In front of a live audience and on a set re-creating the Barone family’s living room and kitchen — and with a suitcase still on the staircase landing — series creator Phil Rosenthal and star Ray Romano reminisced with co-stars Patricia Heaton, Brad Garrett, Monica Horan (she and Rosenthal are married in real life) and Madilyn and Sullivan Sweeten. (CBS billed the reunion as a 30th anniversary, but it’s a little early: Everybody Loves Raymond premiered in September 1996.)

The cast and Rosenthal also paid tribute to their late co-stars Peter Boyle, Doris Roberts and Sawyer Sweeten, showed outtakes and reminisced about their nine years on the Emmy-winning series. Here are some of the best moments from the 90-minute special.

Raymond is global: The series has aired around the world in syndication and spawned a number of local remakes (including one in Russia, the subject of Rosenthal’s 2010 documentary Exporting Raymond. A woman in the audience told Romano that she watched the show growing up in the Philippines and that it helped her learn English.

Upon hearing that, Rosenthal asked, “You learned how to speak English from Ray Romano? So were your first English words ‘Ohhh noooo!’?”

Exercise A: Reproduce word for word the part of the reunion article starting at "Raymond is global: The" and ending at "her learn English.".
Exercise B: Recast the paragraph of the reunion article that begins "Raymond is global:" as a bulleted list, keeping its main facts.
Exercise C: Translate this sentence from the reunion article into Spanish: "The cast and Rosenthal also paid tribute to their late co-stars Peter Boyle, Doris Roberts and Sawyer Sweeten, showed outtakes and reminisced about their nine years on the Emmy-winning series."

Records supplied:
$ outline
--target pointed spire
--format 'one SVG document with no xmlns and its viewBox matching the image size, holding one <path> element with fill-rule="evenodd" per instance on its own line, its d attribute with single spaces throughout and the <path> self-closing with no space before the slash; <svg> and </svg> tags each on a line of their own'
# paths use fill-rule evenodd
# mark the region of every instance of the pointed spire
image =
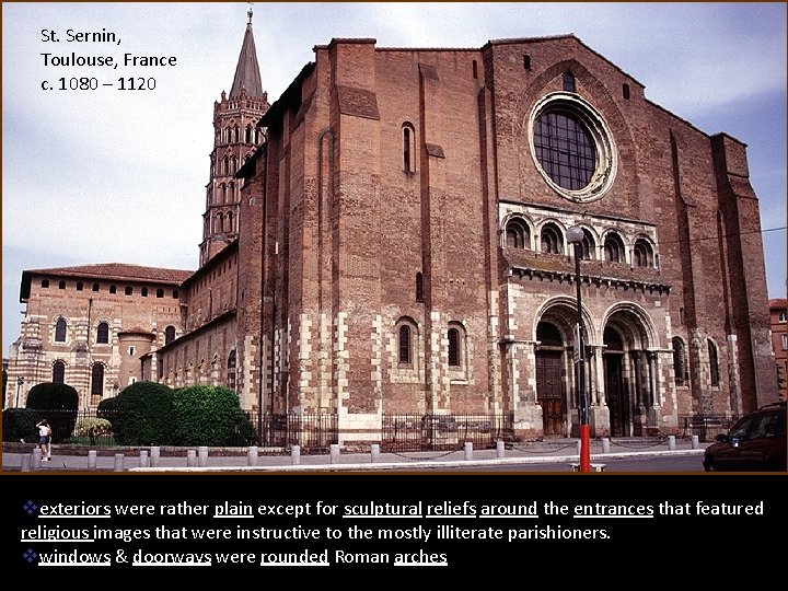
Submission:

Task output A:
Raymond is global: The series has aired around the world in syndication and spawned a number of local remakes (including one in Russia, the subject of Rosenthal’s 2010 documentary Exporting Raymond. A woman in the audience told Romano that she watched the show growing up in the Philippines and that it helped her learn English.

Task output B:
- The series has aired around the world in syndication.
- It spawned a number of local remakes, including one in Russia.
- The Russian remake was the subject of Rosenthal's 2010 documentary Exporting Raymond.
- A woman in the audience told Romano that she watched the show growing up in the Philippines.
- She said the show helped her learn English.

Task output C: El elenco y Rosenthal también rindieron homenaje a sus fallecidos compañeros de reparto Peter Boyle, Doris Roberts y Sawyer Sweeten, mostraron tomas falsas y recordaron sus nueve años en la serie ganadora del Emmy.